### EXCERPT TO READ:
━━━━━━━━━━━━━━━━

The shapes a bright container can contain!

—Theodore Roethke

I think this is the most extraordinary collection of talent, of human knowledge, that has ever been gathered together at the White House—with the possible exception of when Thomas Jefferson dined alone.

—John F. Kennedy

Outline

23.1 Introduction

23.2 Collections Overview

23.3 Class Array and Enumerators

23.4 Nongeneric Collections

23.4.1 Class ArrayList

23.4.2 Class Stack

23.4.3 Class Hashtable

23.5 Generic Collections

23.5.1 Generic Class SortedDictionary

23.5.2 Generic Class LinkedList

23.6 Covariance and Contravariance for Generic Types

23.7 Wrap-Up

23.1 Introduction

Chapter 21 discussed how to create and manipulate data structures. The discussion was “low level,” in the sense that we painstakingly created each element of each data structure dynamically with new and modified the data structures by directly manipulating their elements and references to their elements. For the vast majority of applications, there’s no need to build custom data structures. Instead, you can use the prepackaged data-structure classes provided by the .NET Framework. These classes are known as collection classes—they store collections of data. Each instance of one of these classes is a collection of items. Some examples of collections are the cards you hold in a card game, the songs stored in your computer, the real-estate records in your local registry of deeds (which map book numbers and page numbers to property owners), and the players on your favorite sports team.

━━━━━━━━━━━━━━━━

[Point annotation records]
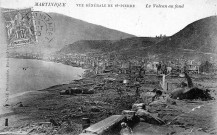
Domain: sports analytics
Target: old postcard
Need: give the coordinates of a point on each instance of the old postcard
(108, 67)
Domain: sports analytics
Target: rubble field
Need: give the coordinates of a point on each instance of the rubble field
(49, 112)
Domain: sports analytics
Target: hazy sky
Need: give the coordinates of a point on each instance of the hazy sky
(139, 21)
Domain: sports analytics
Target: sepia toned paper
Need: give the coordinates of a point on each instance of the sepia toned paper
(108, 67)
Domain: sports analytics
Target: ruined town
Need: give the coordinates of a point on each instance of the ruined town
(122, 85)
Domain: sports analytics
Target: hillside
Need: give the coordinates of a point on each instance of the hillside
(197, 40)
(123, 45)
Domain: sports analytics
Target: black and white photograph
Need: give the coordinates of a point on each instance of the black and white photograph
(108, 67)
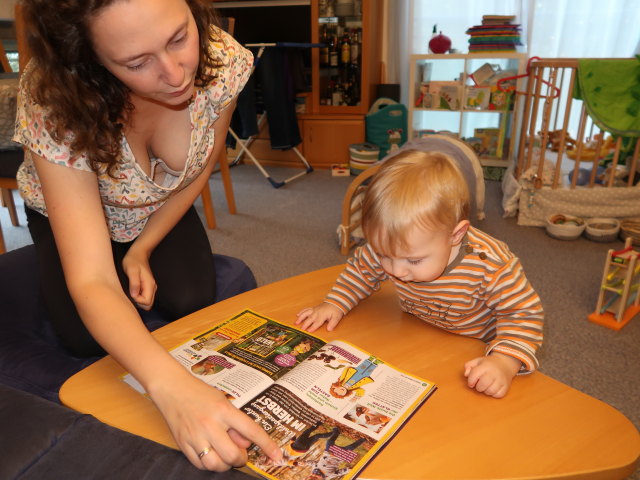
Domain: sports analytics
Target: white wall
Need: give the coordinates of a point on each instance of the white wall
(6, 8)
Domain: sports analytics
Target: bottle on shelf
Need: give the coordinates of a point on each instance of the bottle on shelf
(345, 49)
(334, 56)
(355, 46)
(434, 33)
(324, 50)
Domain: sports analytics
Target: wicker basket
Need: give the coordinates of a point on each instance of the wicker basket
(630, 227)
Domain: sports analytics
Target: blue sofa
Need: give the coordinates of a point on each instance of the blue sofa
(42, 439)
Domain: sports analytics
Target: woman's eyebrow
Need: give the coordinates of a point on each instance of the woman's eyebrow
(177, 32)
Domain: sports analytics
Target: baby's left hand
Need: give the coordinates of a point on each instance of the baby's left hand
(491, 375)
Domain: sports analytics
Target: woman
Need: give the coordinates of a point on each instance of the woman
(122, 111)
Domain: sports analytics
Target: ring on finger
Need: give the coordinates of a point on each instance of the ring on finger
(206, 451)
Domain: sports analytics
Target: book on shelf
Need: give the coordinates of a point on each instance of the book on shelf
(477, 98)
(330, 406)
(489, 141)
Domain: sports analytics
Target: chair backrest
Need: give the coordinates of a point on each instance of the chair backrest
(5, 67)
(21, 37)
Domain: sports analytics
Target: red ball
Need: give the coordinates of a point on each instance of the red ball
(440, 43)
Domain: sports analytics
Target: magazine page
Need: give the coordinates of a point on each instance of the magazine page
(333, 412)
(242, 356)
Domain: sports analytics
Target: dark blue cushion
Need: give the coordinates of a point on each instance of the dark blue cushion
(42, 440)
(31, 358)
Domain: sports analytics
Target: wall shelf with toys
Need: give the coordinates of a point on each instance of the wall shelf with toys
(457, 94)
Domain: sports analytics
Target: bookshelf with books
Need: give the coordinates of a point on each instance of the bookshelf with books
(457, 94)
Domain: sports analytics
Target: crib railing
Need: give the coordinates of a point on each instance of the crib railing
(553, 120)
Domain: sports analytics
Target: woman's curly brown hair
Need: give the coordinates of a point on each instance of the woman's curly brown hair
(80, 96)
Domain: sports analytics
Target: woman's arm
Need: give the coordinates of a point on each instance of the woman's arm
(142, 286)
(199, 416)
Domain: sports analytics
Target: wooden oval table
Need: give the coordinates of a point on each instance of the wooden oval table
(541, 429)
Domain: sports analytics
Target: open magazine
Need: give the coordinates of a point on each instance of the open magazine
(329, 406)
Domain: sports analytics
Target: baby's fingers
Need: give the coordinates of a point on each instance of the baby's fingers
(303, 315)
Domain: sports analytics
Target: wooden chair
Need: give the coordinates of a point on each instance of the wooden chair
(228, 24)
(351, 219)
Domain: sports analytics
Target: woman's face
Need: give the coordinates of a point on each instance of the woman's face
(152, 46)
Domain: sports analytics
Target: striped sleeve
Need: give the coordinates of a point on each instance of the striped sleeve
(360, 278)
(519, 315)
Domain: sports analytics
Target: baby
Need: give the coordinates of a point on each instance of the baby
(447, 273)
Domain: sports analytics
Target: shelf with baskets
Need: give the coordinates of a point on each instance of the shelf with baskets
(456, 94)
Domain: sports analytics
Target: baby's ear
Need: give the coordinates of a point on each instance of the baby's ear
(459, 232)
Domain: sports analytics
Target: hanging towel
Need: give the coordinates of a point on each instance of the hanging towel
(610, 89)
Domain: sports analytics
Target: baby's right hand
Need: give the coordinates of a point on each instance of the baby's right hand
(313, 318)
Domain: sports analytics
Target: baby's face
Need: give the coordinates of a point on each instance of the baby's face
(424, 258)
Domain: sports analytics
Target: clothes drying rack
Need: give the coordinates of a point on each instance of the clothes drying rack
(245, 144)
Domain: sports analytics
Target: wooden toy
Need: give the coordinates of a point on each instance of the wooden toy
(619, 298)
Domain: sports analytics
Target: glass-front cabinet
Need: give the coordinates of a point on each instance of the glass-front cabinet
(344, 66)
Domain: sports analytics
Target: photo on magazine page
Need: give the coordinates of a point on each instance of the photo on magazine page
(314, 446)
(243, 355)
(333, 412)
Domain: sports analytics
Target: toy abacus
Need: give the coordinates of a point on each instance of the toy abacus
(619, 298)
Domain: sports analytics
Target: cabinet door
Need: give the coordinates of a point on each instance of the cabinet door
(327, 141)
(346, 70)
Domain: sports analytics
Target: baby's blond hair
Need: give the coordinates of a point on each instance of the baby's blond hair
(413, 188)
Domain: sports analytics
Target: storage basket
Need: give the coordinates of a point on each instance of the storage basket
(630, 227)
(362, 156)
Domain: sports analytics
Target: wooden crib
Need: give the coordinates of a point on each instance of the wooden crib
(558, 166)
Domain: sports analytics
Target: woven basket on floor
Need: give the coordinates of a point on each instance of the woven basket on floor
(630, 228)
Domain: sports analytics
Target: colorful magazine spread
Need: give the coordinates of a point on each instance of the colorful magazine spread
(330, 406)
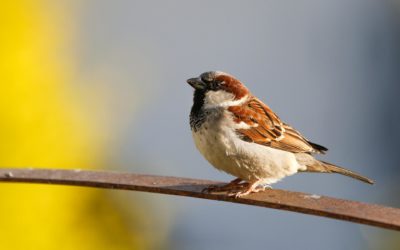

━━━━━━━━━━━━━━━━

### TO DO:
**A.** Answer these questions about the collections excerpt:
(i) Who is credited with the line "The shapes a bright container can contain!"?
(ii) What section number does the outline give for "Generic Class LinkedList"?
(iii) Which chapter, according to the introduction, discussed how to create and manipulate data structures?
**B.** Write out word for word the part of the collections excerpt between "I think this" and "Jefferson dined alone.", inclusive.

### EXERCISE RESPONSES:
**A.**
(i) Theodore Roethke
(ii) 23.5.2
(iii) Chapter 21

**B.**
I think this is the most extraordinary collection of talent, of human knowledge, that has ever been gathered together at the White House—with the possible exception of when Thomas Jefferson dined alone.